EXTRACTED RECORDS
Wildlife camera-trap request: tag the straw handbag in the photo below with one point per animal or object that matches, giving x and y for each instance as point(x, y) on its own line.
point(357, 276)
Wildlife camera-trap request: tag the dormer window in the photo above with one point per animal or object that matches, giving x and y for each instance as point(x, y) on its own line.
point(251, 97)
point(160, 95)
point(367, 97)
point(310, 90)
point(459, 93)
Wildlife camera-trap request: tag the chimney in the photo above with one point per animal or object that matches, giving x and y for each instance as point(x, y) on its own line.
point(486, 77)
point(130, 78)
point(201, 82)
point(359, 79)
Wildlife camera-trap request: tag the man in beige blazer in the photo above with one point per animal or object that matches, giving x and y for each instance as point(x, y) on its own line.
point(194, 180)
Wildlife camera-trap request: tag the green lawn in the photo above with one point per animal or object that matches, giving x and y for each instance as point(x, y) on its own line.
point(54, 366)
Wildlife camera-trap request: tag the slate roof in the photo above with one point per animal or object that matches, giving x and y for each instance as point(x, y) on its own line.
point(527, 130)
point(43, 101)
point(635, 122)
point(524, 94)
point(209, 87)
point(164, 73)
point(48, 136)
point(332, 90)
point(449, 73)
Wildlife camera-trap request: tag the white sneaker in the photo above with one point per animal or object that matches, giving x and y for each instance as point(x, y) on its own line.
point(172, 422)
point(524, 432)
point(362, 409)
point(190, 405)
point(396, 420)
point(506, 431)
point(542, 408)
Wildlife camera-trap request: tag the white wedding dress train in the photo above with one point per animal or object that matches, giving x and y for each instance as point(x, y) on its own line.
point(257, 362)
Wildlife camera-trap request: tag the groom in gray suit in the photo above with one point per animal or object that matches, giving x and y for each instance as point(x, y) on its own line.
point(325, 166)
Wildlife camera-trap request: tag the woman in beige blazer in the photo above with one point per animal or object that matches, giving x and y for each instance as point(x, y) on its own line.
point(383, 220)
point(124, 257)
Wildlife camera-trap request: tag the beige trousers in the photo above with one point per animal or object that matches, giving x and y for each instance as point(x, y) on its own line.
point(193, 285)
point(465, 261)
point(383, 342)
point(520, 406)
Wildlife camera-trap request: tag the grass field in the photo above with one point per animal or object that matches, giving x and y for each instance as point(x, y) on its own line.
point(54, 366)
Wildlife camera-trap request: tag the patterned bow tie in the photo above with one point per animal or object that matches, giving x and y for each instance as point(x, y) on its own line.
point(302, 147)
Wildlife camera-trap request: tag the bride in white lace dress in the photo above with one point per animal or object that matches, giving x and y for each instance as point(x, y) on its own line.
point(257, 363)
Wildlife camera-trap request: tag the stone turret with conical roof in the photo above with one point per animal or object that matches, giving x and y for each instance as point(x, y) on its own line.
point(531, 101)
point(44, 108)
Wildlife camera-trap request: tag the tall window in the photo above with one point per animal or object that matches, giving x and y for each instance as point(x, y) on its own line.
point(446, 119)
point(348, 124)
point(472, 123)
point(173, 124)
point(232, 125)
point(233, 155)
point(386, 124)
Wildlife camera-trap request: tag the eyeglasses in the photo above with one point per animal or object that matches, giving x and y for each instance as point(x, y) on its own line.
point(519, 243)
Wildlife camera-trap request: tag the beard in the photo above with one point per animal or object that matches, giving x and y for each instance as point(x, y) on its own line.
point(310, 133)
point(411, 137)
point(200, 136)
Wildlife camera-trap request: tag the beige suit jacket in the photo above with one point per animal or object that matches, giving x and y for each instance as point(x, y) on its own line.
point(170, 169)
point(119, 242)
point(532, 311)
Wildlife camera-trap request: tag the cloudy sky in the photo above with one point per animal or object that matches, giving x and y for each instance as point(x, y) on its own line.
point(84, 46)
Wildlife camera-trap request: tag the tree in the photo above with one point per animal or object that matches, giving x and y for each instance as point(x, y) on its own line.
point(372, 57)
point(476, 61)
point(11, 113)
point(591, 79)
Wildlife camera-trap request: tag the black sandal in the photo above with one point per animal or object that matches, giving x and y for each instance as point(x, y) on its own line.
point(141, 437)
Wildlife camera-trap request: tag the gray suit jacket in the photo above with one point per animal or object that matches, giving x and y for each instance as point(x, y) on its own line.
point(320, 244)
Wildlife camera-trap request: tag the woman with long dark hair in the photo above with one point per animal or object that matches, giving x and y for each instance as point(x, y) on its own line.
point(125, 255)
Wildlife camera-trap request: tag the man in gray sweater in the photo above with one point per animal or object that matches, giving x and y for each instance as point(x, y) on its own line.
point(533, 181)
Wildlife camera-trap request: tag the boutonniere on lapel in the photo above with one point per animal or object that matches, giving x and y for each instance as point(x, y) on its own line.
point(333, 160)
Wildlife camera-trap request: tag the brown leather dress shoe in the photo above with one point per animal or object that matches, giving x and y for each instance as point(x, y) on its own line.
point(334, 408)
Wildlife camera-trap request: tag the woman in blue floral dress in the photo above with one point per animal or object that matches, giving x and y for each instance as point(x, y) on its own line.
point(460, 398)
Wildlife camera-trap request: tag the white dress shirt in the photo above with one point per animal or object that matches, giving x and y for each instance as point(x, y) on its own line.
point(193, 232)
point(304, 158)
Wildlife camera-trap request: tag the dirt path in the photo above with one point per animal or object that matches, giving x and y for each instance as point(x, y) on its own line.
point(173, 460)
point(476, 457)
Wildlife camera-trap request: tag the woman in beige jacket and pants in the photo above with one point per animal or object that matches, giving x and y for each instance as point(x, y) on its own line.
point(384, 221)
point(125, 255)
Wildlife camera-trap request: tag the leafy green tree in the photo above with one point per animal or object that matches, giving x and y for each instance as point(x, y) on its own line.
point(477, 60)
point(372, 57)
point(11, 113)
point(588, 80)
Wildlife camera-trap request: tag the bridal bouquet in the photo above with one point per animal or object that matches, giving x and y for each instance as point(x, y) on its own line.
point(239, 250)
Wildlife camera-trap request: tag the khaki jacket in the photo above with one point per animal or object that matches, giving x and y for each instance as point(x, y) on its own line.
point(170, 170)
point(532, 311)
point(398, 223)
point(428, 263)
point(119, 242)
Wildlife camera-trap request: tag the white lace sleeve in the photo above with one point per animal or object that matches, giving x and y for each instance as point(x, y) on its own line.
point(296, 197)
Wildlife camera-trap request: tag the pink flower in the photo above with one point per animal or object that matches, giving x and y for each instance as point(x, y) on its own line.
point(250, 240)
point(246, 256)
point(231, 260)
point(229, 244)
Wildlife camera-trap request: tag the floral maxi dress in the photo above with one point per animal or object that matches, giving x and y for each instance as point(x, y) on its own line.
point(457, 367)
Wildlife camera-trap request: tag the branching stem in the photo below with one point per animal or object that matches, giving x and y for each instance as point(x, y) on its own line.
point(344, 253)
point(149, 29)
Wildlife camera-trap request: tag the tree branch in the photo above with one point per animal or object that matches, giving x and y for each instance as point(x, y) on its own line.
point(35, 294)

PROBLEM TO SOLVE
Copy the rows above again, starting at the first row and stopping after the line containing "point(357, 276)". Keep the other text unchanged, but scale each x and y coordinate in the answers by 0.55 and round it to a whole number, with halves rounded up.

RESULT OF THIS EXERCISE
Wildlife camera-trap request: tag the straw handbag in the photo below with one point per animal or object that matches, giving x and y for each instance as point(x, y) on its own line.
point(196, 152)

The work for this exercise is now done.